Records from a point labeling set:
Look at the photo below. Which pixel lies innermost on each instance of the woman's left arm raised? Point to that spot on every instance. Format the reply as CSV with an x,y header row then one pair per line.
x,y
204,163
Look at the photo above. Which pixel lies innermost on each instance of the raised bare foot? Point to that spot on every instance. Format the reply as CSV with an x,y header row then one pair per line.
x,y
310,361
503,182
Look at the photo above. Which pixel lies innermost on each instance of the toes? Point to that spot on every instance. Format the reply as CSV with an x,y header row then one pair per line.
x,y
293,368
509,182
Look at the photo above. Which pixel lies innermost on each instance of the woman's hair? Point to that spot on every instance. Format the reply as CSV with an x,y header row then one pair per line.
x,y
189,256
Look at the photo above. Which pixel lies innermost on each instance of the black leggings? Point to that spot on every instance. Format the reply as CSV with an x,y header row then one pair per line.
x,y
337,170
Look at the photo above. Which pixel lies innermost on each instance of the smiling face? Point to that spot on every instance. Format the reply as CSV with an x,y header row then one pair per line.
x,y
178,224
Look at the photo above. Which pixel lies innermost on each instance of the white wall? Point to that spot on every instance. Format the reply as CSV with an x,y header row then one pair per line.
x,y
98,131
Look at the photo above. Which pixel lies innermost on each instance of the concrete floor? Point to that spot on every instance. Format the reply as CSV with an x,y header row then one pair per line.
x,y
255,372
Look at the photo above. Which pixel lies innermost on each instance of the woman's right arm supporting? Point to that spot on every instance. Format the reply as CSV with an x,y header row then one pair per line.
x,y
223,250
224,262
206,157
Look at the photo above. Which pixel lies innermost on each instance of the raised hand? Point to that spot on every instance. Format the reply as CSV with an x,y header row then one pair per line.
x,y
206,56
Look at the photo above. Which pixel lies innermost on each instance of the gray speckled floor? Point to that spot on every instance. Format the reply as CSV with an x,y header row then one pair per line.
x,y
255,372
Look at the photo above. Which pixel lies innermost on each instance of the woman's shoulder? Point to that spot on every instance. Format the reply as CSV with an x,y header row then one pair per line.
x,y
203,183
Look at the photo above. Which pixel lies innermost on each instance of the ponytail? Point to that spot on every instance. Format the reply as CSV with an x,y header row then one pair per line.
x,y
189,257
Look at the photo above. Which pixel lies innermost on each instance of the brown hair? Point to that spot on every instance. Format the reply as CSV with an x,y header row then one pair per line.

What is being asked: Format every one of the rows above as a numbered list, leaving out any blank lines.

Exercise output:
1. Look at the photo below. Which pixel lies innermost on each instance of the woman's left arm raised? Point to that spot on every instance. Format the reply as CSV with an x,y header row then one pair per line.
2. x,y
3. 204,163
4. Look at the photo above. Which pixel lies innermost on each instance of the raised bare foot? Point to that spot on every instance. Format the reply as CSV with an x,y header row then one pair per line.
5. x,y
6. 310,361
7. 503,182
8. Look at the photo above. Which pixel lies innermost on each instance of the toes? Point to that spot on every instance. Format the reply as CSV with an x,y header row then one pair per line.
9. x,y
10. 293,368
11. 509,182
12. Look at the photo above. Which pixel lies innermost on each instance of the woman's hair? Point to that spot on every instance. Format the reply as CSV with an x,y header row then one pair per line.
13. x,y
14. 189,256
15. Look at the photo above. Which pixel lies innermost on each instance of the black leggings? Point to that spot on every instance. Format the reply as CSV with an x,y header row then one pair per line.
16. x,y
17. 337,170
18. Look at the photo above. Which pixel lies innermost on each instance of the smiling face? Point to that spot on every instance. Format the reply as CSV with an x,y header row then one pair per line.
19. x,y
20. 178,224
21. Look at the photo above. Which pixel lies innermost on each instance of the white wall? Point to that spot on every instance. Format the reply as CSV with an x,y header row then one pair per line.
22. x,y
23. 98,131
24. Look at the photo above. Which pixel lies innermost on each instance of the concrete floor? Point to that spot on every instance. Format the reply as CSV with an x,y header row then one pair per line.
25. x,y
26. 255,372
27. Look at the photo above. Which pixel lies innermost on each instance of the woman's right arm supporting? Point to that spot on every instance. Format the reply as CSV with an x,y header row then one pair per line.
28. x,y
29. 223,250
30. 224,262
31. 206,157
32. Look at the photo above. Which pixel lies innermost on each instance of the raised hand? Point to that spot on every instance. Format the reply as CSV with an x,y header row then one pair per line.
33. x,y
34. 206,56
35. Look at the photo above. Which pixel lies innermost on each instance of the gray speckled floor? Point to that spot on every instance. Format the reply as CSV with an x,y header row then one pair per line.
36. x,y
37. 255,372
38. Look at the photo above. Which pixel lies innermost on each instance of the woman's shoulder? Point to that spot on every instance. Format the reply as CSV with an x,y header row then one pair per line.
39. x,y
40. 203,183
41. Look at the photo above. Which pixel lies innermost on each instance of the ponytail? Point to that spot on every instance. Format the reply as CSV with an x,y header row then one pair per line.
42. x,y
43. 189,257
44. Look at the photo above. Which pixel lies innermost on each instance of the brown hair? Point to that spot on every instance. Format the reply as CSV with an x,y header row then one pair per line.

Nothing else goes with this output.